Written exercise: Copy every line of the listing below without changing anything.

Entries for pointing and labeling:
■ ■ ■

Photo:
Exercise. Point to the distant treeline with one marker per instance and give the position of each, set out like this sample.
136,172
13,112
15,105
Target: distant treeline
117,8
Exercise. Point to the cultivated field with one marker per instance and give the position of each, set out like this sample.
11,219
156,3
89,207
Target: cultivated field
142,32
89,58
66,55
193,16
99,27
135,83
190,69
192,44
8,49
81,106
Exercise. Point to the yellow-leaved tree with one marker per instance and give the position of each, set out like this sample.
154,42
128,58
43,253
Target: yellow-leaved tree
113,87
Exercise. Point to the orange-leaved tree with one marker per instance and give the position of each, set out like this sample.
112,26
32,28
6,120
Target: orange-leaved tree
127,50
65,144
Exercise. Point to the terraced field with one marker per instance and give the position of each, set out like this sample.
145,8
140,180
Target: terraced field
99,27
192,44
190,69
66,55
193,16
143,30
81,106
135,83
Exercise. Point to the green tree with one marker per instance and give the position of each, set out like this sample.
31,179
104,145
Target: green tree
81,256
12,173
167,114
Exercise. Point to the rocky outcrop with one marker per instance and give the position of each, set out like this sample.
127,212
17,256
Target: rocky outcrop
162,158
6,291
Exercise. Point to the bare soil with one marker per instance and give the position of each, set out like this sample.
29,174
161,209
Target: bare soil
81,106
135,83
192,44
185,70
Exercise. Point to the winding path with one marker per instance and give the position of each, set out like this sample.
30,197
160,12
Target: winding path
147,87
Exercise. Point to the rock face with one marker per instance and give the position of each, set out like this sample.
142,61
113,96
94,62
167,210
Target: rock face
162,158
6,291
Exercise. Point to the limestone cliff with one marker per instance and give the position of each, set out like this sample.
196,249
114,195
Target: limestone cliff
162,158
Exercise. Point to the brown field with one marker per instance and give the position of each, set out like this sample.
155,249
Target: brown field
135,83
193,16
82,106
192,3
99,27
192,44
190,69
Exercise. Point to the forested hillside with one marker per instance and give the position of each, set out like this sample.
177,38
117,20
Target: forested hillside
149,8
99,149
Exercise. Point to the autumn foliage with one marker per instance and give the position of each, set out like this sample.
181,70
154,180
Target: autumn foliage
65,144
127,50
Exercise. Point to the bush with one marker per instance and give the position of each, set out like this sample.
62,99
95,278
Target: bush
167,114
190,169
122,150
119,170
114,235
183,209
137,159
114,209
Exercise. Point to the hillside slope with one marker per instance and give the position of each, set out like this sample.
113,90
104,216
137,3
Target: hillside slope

■ ■ ■

Solution to this problem:
Photo:
Exercise. Point to the distant treeline with one marker per instance and give the position of each, set out like this sample.
136,172
13,112
15,105
Target: distant treeline
117,8
Exercise. Point to the cultivated field with one marker per instance and give the position of each, set out like this sample.
11,219
156,3
89,207
Target: cultivated field
142,32
89,58
66,55
193,16
99,27
135,83
190,69
192,44
8,49
81,106
Exercise. Point to the yellow-leaved tree with one marker per instance and give the position of each, set out like this sample.
154,42
128,58
43,253
Target: yellow-leaved tree
113,87
Exercise. Point to the orange-leaved tree with one marker per instance and give the position of each, set out like this sample.
112,26
32,28
6,120
Target: orange-leaved tree
127,50
65,144
Exercise. Point to the terraced field with one marker per instance and give the position of each, set out like this sample.
145,8
140,180
Target: terraced field
99,27
192,44
190,69
66,55
193,16
143,30
81,106
135,83
Exercise. Point to the green tree with one marker per instance and give the position of each, set out like this sample.
31,179
104,145
Target: green tree
81,256
12,173
167,114
Exercise. Point to the rocky outcrop with one marker per instance and give the position of each, set out like this sample.
127,212
17,256
Target: rocky outcrop
162,158
6,291
Exercise. Point to the bare soil with one marker per instance and give the position of each, set out like this sample.
29,174
161,209
Target: bare soil
81,106
135,83
192,44
185,70
Exercise. Point to the winding path with one marker per instance and give the position of each, set out like this sample.
30,197
160,12
Target: winding path
147,87
Exercise. Point to the rock face with one marker per instance and give the position of each, set out like this sample.
142,61
113,96
94,62
167,210
Target: rock face
162,158
6,291
Exercise. Point to the limestone cliff with one marker per instance and give the position of each, set out like this sample.
196,249
114,195
Target: limestone cliff
162,158
Exercise. Point to the brown field with one marker per instance and give the position of each, set out like this sample.
155,249
Target: brown field
135,83
193,16
82,106
192,3
99,27
192,44
190,69
Exercise. Point to the forested hillside with one marker per instance and give the position of each, set out like this sample.
177,38
117,20
Target: forested hillside
149,8
99,149
Exercise. Point to the autumn foliage with one marker per instance and give the position of each, set out like this sample.
181,70
154,180
Target: autumn foliage
65,144
127,50
Exercise. Point to the bush with one marker per instance and give the position of each, set out like this sample.
62,99
95,278
Target: bush
167,114
190,169
122,150
119,170
114,235
183,209
137,159
114,209
Exercise. Point to the hillside slope with one marker per instance and give the position of each, set out like this sample.
113,90
104,216
137,3
Target: hillside slope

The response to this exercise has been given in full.